__WHAT TO PRODUCE__:
Reproduce the full forum thread below about donating to open-source software, word for word.

__TEXT SECTION__:
┌──

The two I've donated to are

Software in the Public Interest ( [https://www.spi-inc.org/](https://www.spi-
inc.org/) )

The Software Conservancy (
[https://sfconservancy.org/](https://sfconservancy.org/) )

------
tunesmith
How about a maven plugin that searches for libs in your pom that registered in
a db (put together by a service), and creates a mutual-fund sort of thing that
you can donate to, to be distributed later? When I was in an investment club
the portfolio of stocks we bought was something any of us could collectively
buy into, for any amount.

Then more plugins could be written for gradle, npm, etc.

------
surfertas
Use [https://www.korabo.io](https://www.korabo.io).

Core contributors to an OSS project can decide on percentage share allocation
and create a credit card checkout that is accessible via a shield button. The
donations/proceeds would be split on a per payment basis.

At the moment the application only handles those with a US-based account.

------
xvilka
I would consider to donate not to the IT tools but the domain specific
software. It's often undervalued, underrepresented, and underfunded. Science,
engineering, literature/music/art creation, etc. I believe, these are in the
need more than IT, also have a bigger impact to the society.

------
mapcars
>Unfortunately, the donation for one project will be quite small as it is just
a fraction of the donation of 1000$.

>Do you know any platforms or good solutions to distribute the 1000$

Well every project will get a part of it regardless of how you do it :D

>very time consuming and cumbersome

If you really care and want to donate this should not stop you.

└──

__SOURCE EXCERPT__:
┌──

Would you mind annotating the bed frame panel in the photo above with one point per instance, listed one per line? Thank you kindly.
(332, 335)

└──

__COMPLETE RESPONSE__:
The two I've donated to are

Software in the Public Interest ( [https://www.spi-inc.org/](https://www.spi-
inc.org/) )

The Software Conservancy (
[https://sfconservancy.org/](https://sfconservancy.org/) )

------
tunesmith
How about a maven plugin that searches for libs in your pom that registered in
a db (put together by a service), and creates a mutual-fund sort of thing that
you can donate to, to be distributed later? When I was in an investment club
the portfolio of stocks we bought was something any of us could collectively
buy into, for any amount.

Then more plugins could be written for gradle, npm, etc.

------
surfertas
Use [https://www.korabo.io](https://www.korabo.io).

Core contributors to an OSS project can decide on percentage share allocation
and create a credit card checkout that is accessible via a shield button. The
donations/proceeds would be split on a per payment basis.

At the moment the application only handles those with a US-based account.

------
xvilka
I would consider to donate not to the IT tools but the domain specific
software. It's often undervalued, underrepresented, and underfunded. Science,
engineering, literature/music/art creation, etc. I believe, these are in the
need more than IT, also have a bigger impact to the society.

------
mapcars
>Unfortunately, the donation for one project will be quite small as it is just
a fraction of the donation of 1000$.

>Do you know any platforms or good solutions to distribute the 1000$

Well every project will get a part of it regardless of how you do it :D

>very time consuming and cumbersome

If you really care and want to donate this should not stop you.